- [What to produce]:
The task calls for the lines below from the line with "Target: dark hair" to the line with "Target: antenna", both ends included, copied exactly, without any pictures.

- [Input material]:
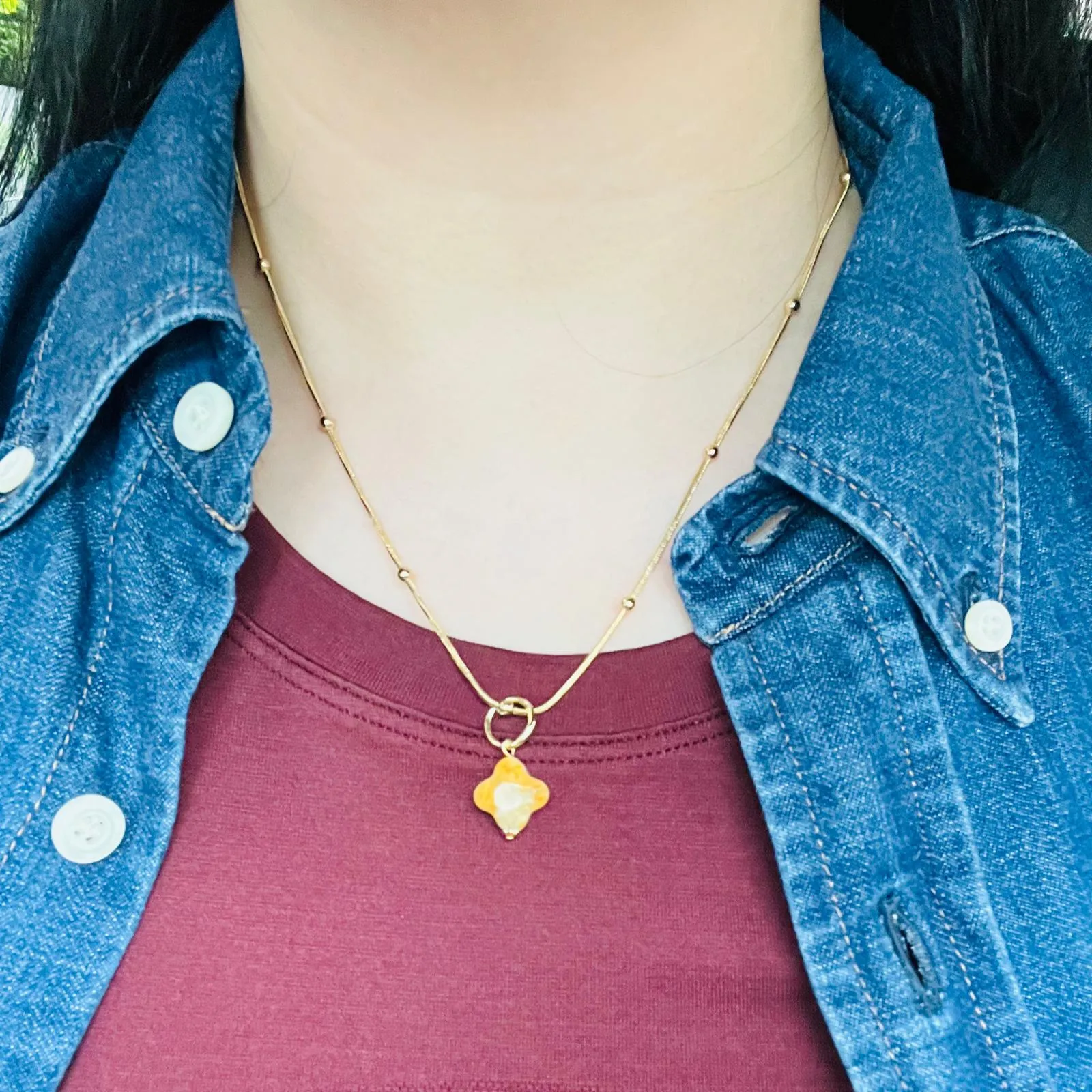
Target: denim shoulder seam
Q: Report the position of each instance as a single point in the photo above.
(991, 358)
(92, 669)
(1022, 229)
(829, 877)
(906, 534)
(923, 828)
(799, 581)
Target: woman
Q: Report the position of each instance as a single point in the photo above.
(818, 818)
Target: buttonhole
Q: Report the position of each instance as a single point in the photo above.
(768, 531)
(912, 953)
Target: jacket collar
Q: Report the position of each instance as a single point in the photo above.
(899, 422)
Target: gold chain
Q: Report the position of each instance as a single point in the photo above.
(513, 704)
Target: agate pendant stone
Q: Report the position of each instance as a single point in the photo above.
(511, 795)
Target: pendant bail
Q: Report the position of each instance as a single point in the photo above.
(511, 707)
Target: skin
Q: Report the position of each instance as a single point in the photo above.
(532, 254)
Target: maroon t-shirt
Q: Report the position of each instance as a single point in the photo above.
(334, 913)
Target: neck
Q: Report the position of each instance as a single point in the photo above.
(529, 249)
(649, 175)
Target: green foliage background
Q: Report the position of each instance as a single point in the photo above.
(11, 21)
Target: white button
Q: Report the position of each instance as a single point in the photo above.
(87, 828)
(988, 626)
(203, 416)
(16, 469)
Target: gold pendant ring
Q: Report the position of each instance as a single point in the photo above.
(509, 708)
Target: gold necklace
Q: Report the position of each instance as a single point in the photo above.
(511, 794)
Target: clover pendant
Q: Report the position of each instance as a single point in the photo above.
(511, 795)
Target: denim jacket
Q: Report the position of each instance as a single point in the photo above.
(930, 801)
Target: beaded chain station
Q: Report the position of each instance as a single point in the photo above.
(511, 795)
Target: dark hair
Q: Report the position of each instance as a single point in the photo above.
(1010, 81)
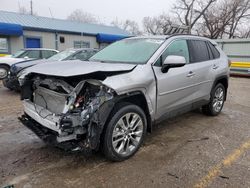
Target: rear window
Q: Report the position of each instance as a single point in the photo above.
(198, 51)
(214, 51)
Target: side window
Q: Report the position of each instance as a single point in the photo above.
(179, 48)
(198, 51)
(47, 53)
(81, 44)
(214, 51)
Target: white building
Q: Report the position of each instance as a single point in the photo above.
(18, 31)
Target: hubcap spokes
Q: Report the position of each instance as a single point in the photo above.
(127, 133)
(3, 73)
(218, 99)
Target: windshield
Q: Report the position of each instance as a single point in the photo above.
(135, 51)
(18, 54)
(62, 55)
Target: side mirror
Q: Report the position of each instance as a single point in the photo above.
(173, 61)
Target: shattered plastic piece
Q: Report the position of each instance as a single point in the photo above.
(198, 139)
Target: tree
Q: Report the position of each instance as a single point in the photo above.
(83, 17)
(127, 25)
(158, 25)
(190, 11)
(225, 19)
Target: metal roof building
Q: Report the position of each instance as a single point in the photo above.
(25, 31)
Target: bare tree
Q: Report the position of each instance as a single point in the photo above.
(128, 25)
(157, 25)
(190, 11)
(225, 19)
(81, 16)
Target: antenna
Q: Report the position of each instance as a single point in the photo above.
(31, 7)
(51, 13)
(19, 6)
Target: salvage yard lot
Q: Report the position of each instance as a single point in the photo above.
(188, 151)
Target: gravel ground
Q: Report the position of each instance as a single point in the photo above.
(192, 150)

---

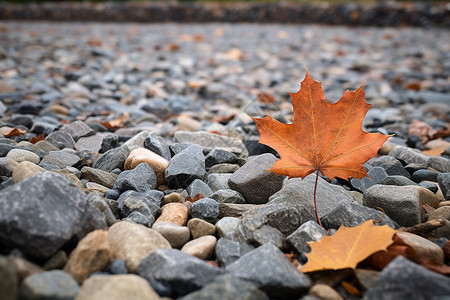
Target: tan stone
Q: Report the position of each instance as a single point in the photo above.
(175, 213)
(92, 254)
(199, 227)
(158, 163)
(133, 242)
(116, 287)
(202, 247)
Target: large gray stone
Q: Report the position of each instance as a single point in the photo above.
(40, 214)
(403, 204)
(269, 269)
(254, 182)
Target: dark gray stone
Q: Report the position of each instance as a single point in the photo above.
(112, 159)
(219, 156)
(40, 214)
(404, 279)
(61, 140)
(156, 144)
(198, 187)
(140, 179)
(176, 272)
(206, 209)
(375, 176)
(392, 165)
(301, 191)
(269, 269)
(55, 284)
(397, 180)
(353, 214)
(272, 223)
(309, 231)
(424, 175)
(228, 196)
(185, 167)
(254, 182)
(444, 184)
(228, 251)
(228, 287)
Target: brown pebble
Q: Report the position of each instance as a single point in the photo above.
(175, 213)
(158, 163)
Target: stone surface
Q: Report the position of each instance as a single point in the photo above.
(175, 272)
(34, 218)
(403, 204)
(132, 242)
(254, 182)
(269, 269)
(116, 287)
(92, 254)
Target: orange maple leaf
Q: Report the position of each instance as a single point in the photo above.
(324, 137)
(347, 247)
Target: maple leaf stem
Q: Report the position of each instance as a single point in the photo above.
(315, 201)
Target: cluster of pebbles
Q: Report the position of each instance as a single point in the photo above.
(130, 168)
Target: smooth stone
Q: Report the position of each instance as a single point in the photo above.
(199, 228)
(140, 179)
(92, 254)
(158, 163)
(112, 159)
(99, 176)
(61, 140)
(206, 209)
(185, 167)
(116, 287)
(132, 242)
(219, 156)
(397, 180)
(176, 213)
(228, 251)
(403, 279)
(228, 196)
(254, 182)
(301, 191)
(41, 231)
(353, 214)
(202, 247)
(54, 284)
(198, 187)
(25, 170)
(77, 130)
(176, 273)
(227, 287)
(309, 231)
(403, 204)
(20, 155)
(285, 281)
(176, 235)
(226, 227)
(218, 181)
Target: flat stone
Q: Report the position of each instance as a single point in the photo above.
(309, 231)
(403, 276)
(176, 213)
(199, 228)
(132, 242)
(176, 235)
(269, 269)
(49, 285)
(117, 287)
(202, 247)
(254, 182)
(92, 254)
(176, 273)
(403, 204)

---

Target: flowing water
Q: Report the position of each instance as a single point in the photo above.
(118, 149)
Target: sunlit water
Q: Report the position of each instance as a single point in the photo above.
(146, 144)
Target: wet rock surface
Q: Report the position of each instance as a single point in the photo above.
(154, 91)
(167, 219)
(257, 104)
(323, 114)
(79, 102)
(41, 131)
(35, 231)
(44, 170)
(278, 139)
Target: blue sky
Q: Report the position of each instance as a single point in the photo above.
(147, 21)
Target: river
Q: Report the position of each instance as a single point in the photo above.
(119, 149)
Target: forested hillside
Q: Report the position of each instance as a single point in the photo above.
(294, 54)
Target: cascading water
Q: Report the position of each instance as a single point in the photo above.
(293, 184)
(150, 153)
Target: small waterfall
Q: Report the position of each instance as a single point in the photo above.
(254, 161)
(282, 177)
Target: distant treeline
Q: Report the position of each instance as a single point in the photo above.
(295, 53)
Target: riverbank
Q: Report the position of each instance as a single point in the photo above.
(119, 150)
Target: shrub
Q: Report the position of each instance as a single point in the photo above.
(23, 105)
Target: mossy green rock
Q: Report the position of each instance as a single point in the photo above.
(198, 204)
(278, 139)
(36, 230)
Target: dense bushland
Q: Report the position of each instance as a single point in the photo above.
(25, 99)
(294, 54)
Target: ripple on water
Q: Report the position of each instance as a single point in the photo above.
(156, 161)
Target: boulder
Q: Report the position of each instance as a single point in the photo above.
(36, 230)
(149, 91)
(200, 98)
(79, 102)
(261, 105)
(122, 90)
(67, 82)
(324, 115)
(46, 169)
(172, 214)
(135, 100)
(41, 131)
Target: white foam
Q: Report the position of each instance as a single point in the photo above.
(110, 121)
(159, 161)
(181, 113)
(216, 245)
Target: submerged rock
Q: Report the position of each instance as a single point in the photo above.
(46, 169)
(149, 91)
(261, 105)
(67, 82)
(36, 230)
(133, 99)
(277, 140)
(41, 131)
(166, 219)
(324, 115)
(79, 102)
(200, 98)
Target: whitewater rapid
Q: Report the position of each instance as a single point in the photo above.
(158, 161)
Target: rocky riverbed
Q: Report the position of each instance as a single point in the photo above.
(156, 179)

- [Written reply]:
Target: dark hair
Q: Report the position of each instance as a single point in the photo above.
(1010, 81)
Target: rear window
Q: Report the position of each instance as a single point in the photo above.
(198, 51)
(214, 51)
Target: side window
Q: Report the position of each instance as a single point in the photo above.
(179, 48)
(198, 51)
(47, 53)
(81, 44)
(214, 51)
Target: white building
Q: Report the position of each instance as a single point in the photo above.
(18, 31)
Target: hubcap spokes
Q: Report the position of each instance as a single point in the photo above.
(127, 133)
(3, 73)
(218, 99)
Target: windshield
Q: Report the position of each instance as a single point in the photo above.
(135, 51)
(18, 54)
(62, 55)
Target: side mirror
Q: Report the position of each instance as a single point in the photo above.
(173, 61)
Target: shattered plastic piece
Q: Report the position of each instance as a single point in the photo above.
(198, 139)
Target: tree
Q: Report the position of each instance as a single point in the photo above.
(83, 17)
(127, 25)
(158, 25)
(190, 11)
(225, 19)
Target: metal roof building
Q: Report the position of each instance as a single point in the photo above.
(25, 31)
Target: bare tree
Q: Report the position of each instance as a single point in the photo above.
(128, 25)
(157, 25)
(190, 11)
(225, 19)
(81, 16)
Target: antenna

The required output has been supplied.